What is expected:
Output the full listing exactly, character for character.

Extracted entries:
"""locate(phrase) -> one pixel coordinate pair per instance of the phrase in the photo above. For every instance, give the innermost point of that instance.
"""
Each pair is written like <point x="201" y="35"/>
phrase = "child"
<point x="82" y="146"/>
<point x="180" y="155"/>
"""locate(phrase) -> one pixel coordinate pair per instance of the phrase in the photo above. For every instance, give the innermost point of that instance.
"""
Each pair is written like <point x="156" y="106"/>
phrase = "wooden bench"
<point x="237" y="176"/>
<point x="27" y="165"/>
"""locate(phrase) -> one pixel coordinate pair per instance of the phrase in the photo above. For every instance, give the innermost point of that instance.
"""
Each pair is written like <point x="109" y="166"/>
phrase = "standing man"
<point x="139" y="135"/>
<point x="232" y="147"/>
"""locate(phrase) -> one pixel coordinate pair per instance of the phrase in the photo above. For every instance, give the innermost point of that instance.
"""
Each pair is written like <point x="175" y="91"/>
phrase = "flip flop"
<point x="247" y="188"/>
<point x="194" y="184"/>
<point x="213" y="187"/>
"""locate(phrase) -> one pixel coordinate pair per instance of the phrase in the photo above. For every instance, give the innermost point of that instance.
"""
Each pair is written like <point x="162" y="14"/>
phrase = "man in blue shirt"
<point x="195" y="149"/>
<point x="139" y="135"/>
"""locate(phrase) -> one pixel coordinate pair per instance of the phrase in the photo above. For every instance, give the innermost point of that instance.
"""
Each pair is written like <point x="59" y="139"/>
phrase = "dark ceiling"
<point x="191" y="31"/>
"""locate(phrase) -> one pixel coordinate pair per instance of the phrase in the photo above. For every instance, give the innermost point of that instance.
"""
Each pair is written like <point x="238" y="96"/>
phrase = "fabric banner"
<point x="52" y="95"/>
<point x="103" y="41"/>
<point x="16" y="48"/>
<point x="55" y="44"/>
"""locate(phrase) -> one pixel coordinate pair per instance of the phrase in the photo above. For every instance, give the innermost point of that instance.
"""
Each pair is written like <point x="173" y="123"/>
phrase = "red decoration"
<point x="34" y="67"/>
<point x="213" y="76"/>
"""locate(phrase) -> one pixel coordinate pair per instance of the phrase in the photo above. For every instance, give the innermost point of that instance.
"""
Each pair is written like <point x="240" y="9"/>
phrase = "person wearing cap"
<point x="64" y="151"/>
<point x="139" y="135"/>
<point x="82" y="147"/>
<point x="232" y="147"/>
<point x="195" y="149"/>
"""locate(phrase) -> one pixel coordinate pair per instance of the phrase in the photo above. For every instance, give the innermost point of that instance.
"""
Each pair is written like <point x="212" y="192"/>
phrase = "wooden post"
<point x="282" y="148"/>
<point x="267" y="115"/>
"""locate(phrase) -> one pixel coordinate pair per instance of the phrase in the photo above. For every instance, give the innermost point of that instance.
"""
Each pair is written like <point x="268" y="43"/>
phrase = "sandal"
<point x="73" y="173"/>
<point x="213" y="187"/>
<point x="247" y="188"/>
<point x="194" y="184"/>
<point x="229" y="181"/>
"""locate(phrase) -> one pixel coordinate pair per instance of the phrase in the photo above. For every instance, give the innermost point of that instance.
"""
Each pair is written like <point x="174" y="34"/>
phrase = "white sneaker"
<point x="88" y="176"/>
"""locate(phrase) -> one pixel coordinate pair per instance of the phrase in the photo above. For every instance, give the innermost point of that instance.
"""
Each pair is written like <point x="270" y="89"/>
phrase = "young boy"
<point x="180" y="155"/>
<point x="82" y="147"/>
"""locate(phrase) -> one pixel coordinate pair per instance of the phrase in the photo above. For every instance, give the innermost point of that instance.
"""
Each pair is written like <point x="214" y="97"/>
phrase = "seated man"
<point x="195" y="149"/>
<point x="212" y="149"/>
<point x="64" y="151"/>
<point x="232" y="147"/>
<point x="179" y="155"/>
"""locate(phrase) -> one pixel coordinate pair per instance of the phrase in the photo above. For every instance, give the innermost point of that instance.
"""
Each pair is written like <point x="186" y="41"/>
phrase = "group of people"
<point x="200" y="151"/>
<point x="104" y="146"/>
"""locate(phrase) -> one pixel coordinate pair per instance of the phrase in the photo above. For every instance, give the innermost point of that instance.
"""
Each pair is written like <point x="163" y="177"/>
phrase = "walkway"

Answer space:
"""locate(phrase) -> one pixel coordinate pair per instance of the phrase in the photo above. For every instance, give the innermost point of that instance.
"""
Each pair is written like <point x="201" y="35"/>
phrase = "child"
<point x="82" y="146"/>
<point x="180" y="155"/>
"""locate(phrase) -> one pixel coordinate pair per instance of the phrase in the photo above. For every instance, give the innermost point of that instance.
"""
Each pair is written like <point x="156" y="106"/>
phrase = "wooden bench"
<point x="237" y="176"/>
<point x="27" y="165"/>
"""locate(phrase) -> one pixel coordinate pair per instance of the phrase in the photo above. For every instance, give the innermost point of that instance.
"""
Each pair is written like <point x="109" y="166"/>
phrase = "standing man"
<point x="139" y="135"/>
<point x="232" y="147"/>
"""locate(phrase) -> one pixel coordinate pair per instance of the phrase in the photo above. For every instance, give the innermost point of that instance.
"""
Each pair is written like <point x="175" y="91"/>
phrase = "flip flop"
<point x="247" y="188"/>
<point x="194" y="184"/>
<point x="213" y="187"/>
"""locate(phrase) -> one pixel coordinate pair per instance of the phrase in the photo above. For every instance, give the innermost point of that instance.
"""
Each pair is written like <point x="162" y="14"/>
phrase = "man in blue shirt"
<point x="195" y="149"/>
<point x="139" y="135"/>
"""locate(phrase) -> one pixel coordinate pair per instance of the phrase in the photo above. For every instance, give the innermost point of that instance.
"""
Each pair is written like <point x="59" y="139"/>
phrase = "dark ceiling"
<point x="191" y="31"/>
"""locate(phrase) -> one pixel coordinate pair per instance of the phrase in the photo above. For every instance, give the innermost point of that instance.
"""
Each pair is written like <point x="238" y="96"/>
phrase = "fabric banner"
<point x="52" y="95"/>
<point x="103" y="41"/>
<point x="16" y="48"/>
<point x="55" y="44"/>
"""locate(phrase) -> one pixel coordinate pair per instance of the phrase in the photo above. For every instance, give the innermost point of that instance.
"""
Each pair is written like <point x="173" y="123"/>
phrase = "red decoration"
<point x="34" y="67"/>
<point x="213" y="76"/>
"""locate(phrase) -> one pixel coordinate pair per instance of the phrase in the photo above. For every instance, give the innermost point of that instance.
"""
Each pair is written like <point x="240" y="9"/>
phrase = "person wearing cap"
<point x="64" y="151"/>
<point x="139" y="135"/>
<point x="82" y="147"/>
<point x="232" y="147"/>
<point x="195" y="149"/>
"""locate(phrase) -> one pixel coordinate pair per instance of the phrase in the photo above. For every instance, give the innermost point of that instance.
"""
Each pair is written like <point x="212" y="192"/>
phrase = "wooden post"
<point x="282" y="148"/>
<point x="267" y="115"/>
"""locate(phrase) -> one pixel coordinate pair per instance of the phrase in the photo above. For every instance, give the innermost point of that instance.
"""
Each pair is written like <point x="268" y="43"/>
phrase = "sandal"
<point x="73" y="173"/>
<point x="213" y="187"/>
<point x="247" y="188"/>
<point x="194" y="184"/>
<point x="229" y="181"/>
"""locate(phrase) -> one pixel coordinate pair per instance of the phrase in the photo above. For every instance, give the innermost point of that instance.
"""
Each pair is written like <point x="174" y="34"/>
phrase = "white sneaker"
<point x="88" y="176"/>
"""locate(phrase) -> one pixel coordinate pair per instance of the phrase in the photo above. For every instance, give the innermost point of that instance.
"""
Each pair is written like <point x="270" y="89"/>
phrase = "young boy"
<point x="180" y="155"/>
<point x="82" y="147"/>
"""locate(phrase) -> one pixel coordinate pair per instance of the phrase in the photo above. For every instance, give the innermost point of that instance.
"""
Each pair is written like <point x="214" y="97"/>
phrase = "seated man"
<point x="195" y="149"/>
<point x="212" y="149"/>
<point x="64" y="151"/>
<point x="232" y="147"/>
<point x="179" y="155"/>
"""locate(phrase) -> one pixel coordinate pair per instance of the phrase in the photo above. For every instance, give the innermost point of that instance.
"""
Each pair is written like <point x="186" y="41"/>
phrase = "group of people"
<point x="200" y="151"/>
<point x="104" y="146"/>
"""locate(phrase) -> one pixel coordinate pair per instance of the phrase in the photo above. For every instance, give the innermost point of that instance.
"""
Each pair is written like <point x="163" y="177"/>
phrase = "walkway"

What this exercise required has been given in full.